= Beginning of Section =

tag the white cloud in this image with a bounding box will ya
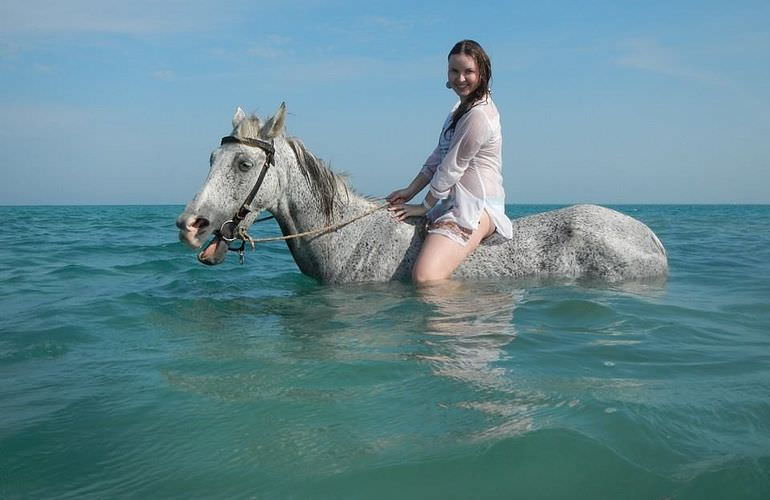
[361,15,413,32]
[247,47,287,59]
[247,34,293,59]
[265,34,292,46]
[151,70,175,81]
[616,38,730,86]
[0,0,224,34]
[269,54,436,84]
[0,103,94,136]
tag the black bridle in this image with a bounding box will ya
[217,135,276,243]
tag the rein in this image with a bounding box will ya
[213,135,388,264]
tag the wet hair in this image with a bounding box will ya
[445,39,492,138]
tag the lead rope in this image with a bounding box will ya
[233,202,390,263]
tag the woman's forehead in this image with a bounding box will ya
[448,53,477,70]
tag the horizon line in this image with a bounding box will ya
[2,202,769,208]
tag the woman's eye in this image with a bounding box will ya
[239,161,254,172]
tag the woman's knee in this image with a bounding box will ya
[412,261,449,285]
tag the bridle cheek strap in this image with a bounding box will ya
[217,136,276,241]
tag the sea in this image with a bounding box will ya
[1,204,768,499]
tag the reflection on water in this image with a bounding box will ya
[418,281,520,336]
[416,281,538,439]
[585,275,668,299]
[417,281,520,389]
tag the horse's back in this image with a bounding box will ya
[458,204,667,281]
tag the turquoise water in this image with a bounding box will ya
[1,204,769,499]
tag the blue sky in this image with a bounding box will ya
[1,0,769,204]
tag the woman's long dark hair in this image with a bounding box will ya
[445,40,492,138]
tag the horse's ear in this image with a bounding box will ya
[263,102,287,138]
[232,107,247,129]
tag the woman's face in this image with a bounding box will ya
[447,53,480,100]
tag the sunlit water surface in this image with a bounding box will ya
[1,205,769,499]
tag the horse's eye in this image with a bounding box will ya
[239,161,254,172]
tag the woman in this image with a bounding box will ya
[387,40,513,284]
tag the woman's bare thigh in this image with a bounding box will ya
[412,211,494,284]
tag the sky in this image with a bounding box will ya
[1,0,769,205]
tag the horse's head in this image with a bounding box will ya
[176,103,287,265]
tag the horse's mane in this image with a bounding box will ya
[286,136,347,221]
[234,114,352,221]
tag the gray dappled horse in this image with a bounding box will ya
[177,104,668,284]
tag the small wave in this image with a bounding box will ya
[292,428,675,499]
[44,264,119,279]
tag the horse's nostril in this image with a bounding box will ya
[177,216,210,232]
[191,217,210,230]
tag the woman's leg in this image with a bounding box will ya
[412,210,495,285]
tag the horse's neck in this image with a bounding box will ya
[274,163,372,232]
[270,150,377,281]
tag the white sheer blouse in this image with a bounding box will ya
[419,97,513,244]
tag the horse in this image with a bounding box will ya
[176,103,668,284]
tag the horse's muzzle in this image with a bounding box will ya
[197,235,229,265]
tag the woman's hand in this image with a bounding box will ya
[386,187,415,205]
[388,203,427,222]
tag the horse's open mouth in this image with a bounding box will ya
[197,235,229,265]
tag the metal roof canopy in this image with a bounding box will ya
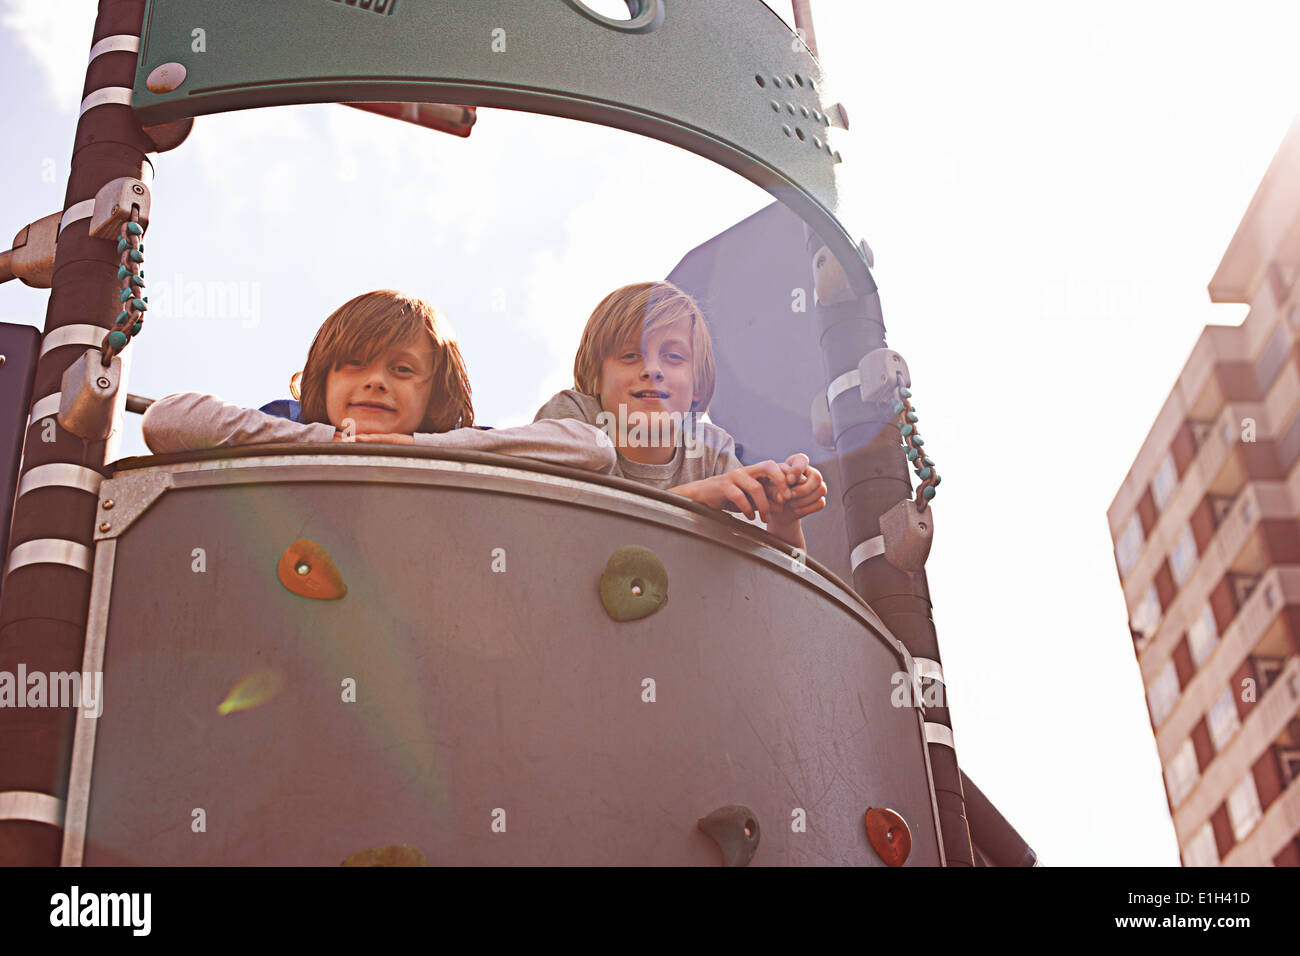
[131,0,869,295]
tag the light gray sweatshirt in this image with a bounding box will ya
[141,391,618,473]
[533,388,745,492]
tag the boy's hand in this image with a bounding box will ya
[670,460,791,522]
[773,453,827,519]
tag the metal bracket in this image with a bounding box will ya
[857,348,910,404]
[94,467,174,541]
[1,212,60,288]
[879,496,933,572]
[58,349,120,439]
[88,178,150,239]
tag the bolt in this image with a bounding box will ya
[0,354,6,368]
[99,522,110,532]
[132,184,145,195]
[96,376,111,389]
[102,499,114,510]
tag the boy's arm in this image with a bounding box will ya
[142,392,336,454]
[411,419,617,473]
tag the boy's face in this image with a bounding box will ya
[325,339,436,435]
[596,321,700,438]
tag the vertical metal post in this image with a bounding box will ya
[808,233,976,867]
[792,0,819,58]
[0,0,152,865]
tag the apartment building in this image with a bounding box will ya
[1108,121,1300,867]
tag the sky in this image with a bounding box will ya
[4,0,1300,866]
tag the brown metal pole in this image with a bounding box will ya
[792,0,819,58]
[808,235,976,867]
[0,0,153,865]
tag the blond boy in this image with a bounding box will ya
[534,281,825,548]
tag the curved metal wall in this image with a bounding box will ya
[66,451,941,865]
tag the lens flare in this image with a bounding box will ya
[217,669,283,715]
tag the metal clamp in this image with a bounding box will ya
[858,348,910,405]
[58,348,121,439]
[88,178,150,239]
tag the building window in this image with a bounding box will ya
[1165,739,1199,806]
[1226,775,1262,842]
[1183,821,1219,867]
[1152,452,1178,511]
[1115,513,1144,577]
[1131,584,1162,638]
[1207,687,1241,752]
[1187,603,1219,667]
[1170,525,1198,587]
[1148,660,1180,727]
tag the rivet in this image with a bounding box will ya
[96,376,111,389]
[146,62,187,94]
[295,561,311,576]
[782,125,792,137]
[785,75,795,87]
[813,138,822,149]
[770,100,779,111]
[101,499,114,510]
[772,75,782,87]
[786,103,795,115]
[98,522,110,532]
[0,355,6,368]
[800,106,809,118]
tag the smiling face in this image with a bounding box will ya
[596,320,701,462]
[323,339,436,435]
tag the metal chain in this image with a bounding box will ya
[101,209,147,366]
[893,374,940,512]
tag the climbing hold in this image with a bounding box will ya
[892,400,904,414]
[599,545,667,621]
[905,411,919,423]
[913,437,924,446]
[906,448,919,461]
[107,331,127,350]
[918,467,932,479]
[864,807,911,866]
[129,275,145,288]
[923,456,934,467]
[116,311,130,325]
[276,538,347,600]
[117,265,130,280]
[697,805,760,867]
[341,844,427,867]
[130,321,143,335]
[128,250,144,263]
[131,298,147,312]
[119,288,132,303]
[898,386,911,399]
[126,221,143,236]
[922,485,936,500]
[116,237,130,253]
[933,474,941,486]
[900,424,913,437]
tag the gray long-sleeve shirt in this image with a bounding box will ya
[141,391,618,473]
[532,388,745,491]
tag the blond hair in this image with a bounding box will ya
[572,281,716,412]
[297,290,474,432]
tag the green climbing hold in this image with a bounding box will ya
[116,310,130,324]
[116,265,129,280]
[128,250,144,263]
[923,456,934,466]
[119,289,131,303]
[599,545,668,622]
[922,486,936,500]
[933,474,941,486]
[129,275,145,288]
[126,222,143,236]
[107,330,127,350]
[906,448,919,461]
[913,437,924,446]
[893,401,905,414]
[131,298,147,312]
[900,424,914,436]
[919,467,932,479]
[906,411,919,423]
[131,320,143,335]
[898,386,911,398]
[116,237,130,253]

= End of Section =

> Brief: Without the pictures, return each entry exactly as given.

> Output of the task:
tag the white cloud in this image with a bounding box will ya
[361,15,413,32]
[247,47,287,59]
[247,34,293,59]
[265,34,292,46]
[151,70,175,81]
[616,38,730,86]
[0,0,224,34]
[269,54,436,84]
[0,103,94,136]
tag the black bridle in this image with a bounding box will ya
[217,135,276,243]
tag the rein in this image with a bounding box will ya
[213,135,388,264]
tag the wet hair in this image with a bounding box will ya
[445,39,492,138]
tag the lead rope in this image with a bounding box will ya
[233,202,390,263]
tag the woman's forehead in this image with a bounding box will ya
[448,53,477,70]
tag the horizon line in this image with a bounding box will ya
[2,202,769,208]
tag the woman's eye in this image with a bounding box will ya
[239,161,254,172]
tag the woman's knee in this image with a bounding box will ya
[412,261,449,285]
tag the bridle cheek strap in this image with a bounding box will ya
[217,136,276,241]
tag the sea in this image with a bounding box will ya
[1,204,768,499]
tag the reflection on water in this image with a bounding box will ya
[418,281,520,336]
[416,281,538,439]
[585,275,668,299]
[417,281,520,389]
tag the horse's back in this image with a bounding box will ya
[458,204,667,281]
tag the turquoise water in this image with a bounding box will ya
[1,204,769,499]
tag the blue sky in this image with a bounding box will ya
[1,0,769,204]
tag the woman's long dark hair in this image with a bounding box will ya
[445,40,492,138]
tag the horse's ear in this image with a bounding box will ya
[263,102,287,138]
[232,107,247,129]
tag the woman's face in this image with a bounding box will ya
[447,53,480,100]
tag the sunlit water surface in this image with a bounding box will ya
[1,205,769,499]
tag the horse's eye in this image with a bounding box will ya
[239,161,254,172]
tag the woman in this image with a bounding box will ya
[387,40,513,284]
tag the woman's bare thigh in this image with a bounding box will ya
[412,211,494,284]
tag the sky in this image with a bounding box will ya
[1,0,769,205]
tag the horse's head in this image with a bounding box will ya
[176,103,287,265]
tag the horse's mane in this image with a bounding box will ya
[286,136,347,221]
[234,114,352,221]
tag the gray dappled horse in this image with a bounding box will ya
[177,104,668,284]
tag the small wave in this image with a bounding box will ya
[292,428,675,499]
[44,264,119,279]
tag the horse's nostril in this image with a bounding box will ya
[177,216,210,232]
[191,217,210,230]
tag the woman's leg in this image with a bounding box will ya
[412,210,495,285]
tag the horse's neck in this image with a bounding box will ya
[274,163,372,232]
[270,150,377,281]
tag the white sheer blouse in this image with a bounding box will ya
[419,97,513,244]
tag the horse in this image with a bounding box will ya
[176,103,668,284]
tag the horse's muzzle in this image with a bounding box will ya
[197,235,229,265]
tag the woman's hand in this image with a bounding box will ya
[386,187,415,205]
[388,203,427,222]
tag the horse's open mouth in this image with a bounding box will ya
[197,235,229,265]
tag the metal roof canopy in this image with a bounding box will ya
[131,0,869,295]
tag the light gray sweatshirt in this image with a bounding box will ya
[141,391,618,473]
[533,388,745,492]
tag the boy's hand in this image with a bounding box will ya
[670,460,791,522]
[773,453,827,519]
tag the metal bracket in this image with a bounding box will ya
[857,348,910,404]
[94,467,174,541]
[1,212,60,288]
[879,496,933,572]
[58,349,120,439]
[88,178,150,239]
tag the bolt in this image with a bounding box will ya
[0,354,6,368]
[99,522,110,532]
[132,184,145,195]
[96,376,111,389]
[102,499,114,510]
tag the boy's arm in this image with a bounding box will ya
[142,392,336,454]
[411,419,617,473]
tag the boy's face in this image with a bounding box will ya
[325,339,436,435]
[596,321,700,438]
tag the vertical metal post in this image with a bounding box will ya
[808,233,976,867]
[792,0,819,58]
[0,0,152,865]
tag the apartment building in this image with a bounding box will ya
[1108,121,1300,867]
tag the sky in this image with a bounding box will ya
[4,0,1300,866]
tag the brown metal pole in this image with a bounding box will ya
[792,0,819,58]
[808,235,976,867]
[0,0,153,865]
tag the blond boy in this image with a bounding box will ya
[534,281,825,548]
tag the curved metal wall in this image with a bounding box will ya
[66,451,941,865]
tag the lens flare in this image with a bounding box will ya
[217,669,283,715]
tag the metal clamp in this image with a bounding box will ya
[858,348,910,405]
[58,348,121,439]
[88,178,150,239]
tag the building window in this image with a bounding box will ya
[1165,739,1199,806]
[1226,775,1262,842]
[1183,821,1219,867]
[1152,452,1178,511]
[1115,513,1144,577]
[1131,584,1162,638]
[1207,687,1241,752]
[1187,603,1219,667]
[1170,525,1198,587]
[1148,660,1180,727]
tag the rivet in this image with a bounding box will ya
[96,376,111,389]
[146,62,187,94]
[295,561,311,576]
[782,125,792,137]
[785,75,795,87]
[813,138,822,149]
[770,100,779,111]
[101,499,114,510]
[772,75,782,87]
[786,103,795,115]
[98,522,110,532]
[0,355,6,368]
[800,106,809,118]
tag the smiling face in this image with a bounding box will ya
[596,320,701,462]
[323,339,436,435]
tag the metal chain in this image with a bounding box will ya
[101,209,147,366]
[893,374,940,512]
tag the climbing hold in this image with a bounding box will ya
[892,400,904,414]
[599,545,667,621]
[905,411,919,423]
[913,437,924,446]
[906,448,919,461]
[107,331,127,350]
[918,467,932,479]
[864,807,911,866]
[129,275,145,288]
[923,456,934,467]
[116,311,130,325]
[276,538,347,600]
[117,265,130,280]
[697,805,760,867]
[341,844,427,867]
[130,321,143,335]
[128,250,144,263]
[131,298,147,312]
[119,288,132,303]
[898,386,911,399]
[126,221,143,236]
[922,485,936,500]
[116,237,130,253]
[933,474,941,486]
[900,424,913,437]
tag the gray long-sleeve shirt in this image with a bounding box will ya
[141,391,618,473]
[532,388,745,491]
tag the blond hair in this image with a bounding box will ya
[572,281,716,412]
[297,290,474,432]
tag the green climbing hold in this image with a bounding box will ya
[116,310,130,324]
[116,265,129,280]
[128,250,144,263]
[923,456,934,466]
[119,289,131,303]
[599,545,668,622]
[922,486,936,500]
[933,474,941,486]
[129,275,145,288]
[126,222,143,236]
[107,330,127,350]
[906,448,919,461]
[913,437,924,446]
[893,401,905,414]
[131,298,147,312]
[900,424,914,436]
[919,467,932,479]
[906,411,919,423]
[131,320,143,335]
[898,386,911,398]
[116,237,130,253]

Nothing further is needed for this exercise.